Render every line of the data below as a JSON array of strings, one string per line, omitting blank lines.

[Outline labeling data]
* * * * * * *

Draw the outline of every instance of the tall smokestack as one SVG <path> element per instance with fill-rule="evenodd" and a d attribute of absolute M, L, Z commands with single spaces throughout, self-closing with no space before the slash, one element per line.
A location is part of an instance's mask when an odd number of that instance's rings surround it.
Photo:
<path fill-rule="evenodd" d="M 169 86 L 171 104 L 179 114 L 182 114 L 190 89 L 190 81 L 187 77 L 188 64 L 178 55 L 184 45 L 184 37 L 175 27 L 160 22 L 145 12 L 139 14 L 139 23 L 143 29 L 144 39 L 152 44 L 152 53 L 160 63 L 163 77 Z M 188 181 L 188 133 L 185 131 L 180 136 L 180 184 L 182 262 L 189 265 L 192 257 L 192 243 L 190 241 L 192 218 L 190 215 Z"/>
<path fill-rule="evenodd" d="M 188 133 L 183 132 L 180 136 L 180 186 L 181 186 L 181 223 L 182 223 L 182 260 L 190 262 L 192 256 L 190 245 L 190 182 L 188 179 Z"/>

* * * * * * *

Expected answer:
[
  "Draw the outline of every instance of the tall smokestack as one SVG <path> element per instance with fill-rule=\"evenodd\" and a d attribute of absolute M, L, Z commands with single spaces throughout, self-closing with no space before the slash, one element per line.",
  "A location is part of an instance's mask when an odd number of that instance's rings surround it.",
  "Photo:",
  "<path fill-rule=\"evenodd\" d=\"M 169 86 L 171 104 L 179 114 L 182 114 L 190 89 L 190 81 L 187 77 L 188 64 L 178 55 L 184 45 L 184 37 L 175 27 L 160 22 L 145 12 L 139 14 L 139 23 L 143 29 L 144 39 L 152 44 L 152 53 L 160 63 L 163 77 Z M 188 181 L 188 133 L 185 131 L 180 136 L 180 184 L 182 262 L 189 265 L 192 257 L 192 243 L 190 241 L 192 218 L 190 215 Z\"/>",
  "<path fill-rule=\"evenodd\" d=\"M 188 133 L 183 132 L 180 136 L 180 186 L 181 186 L 181 223 L 182 223 L 182 260 L 190 262 L 192 256 L 190 245 L 190 182 L 188 179 Z\"/>"
]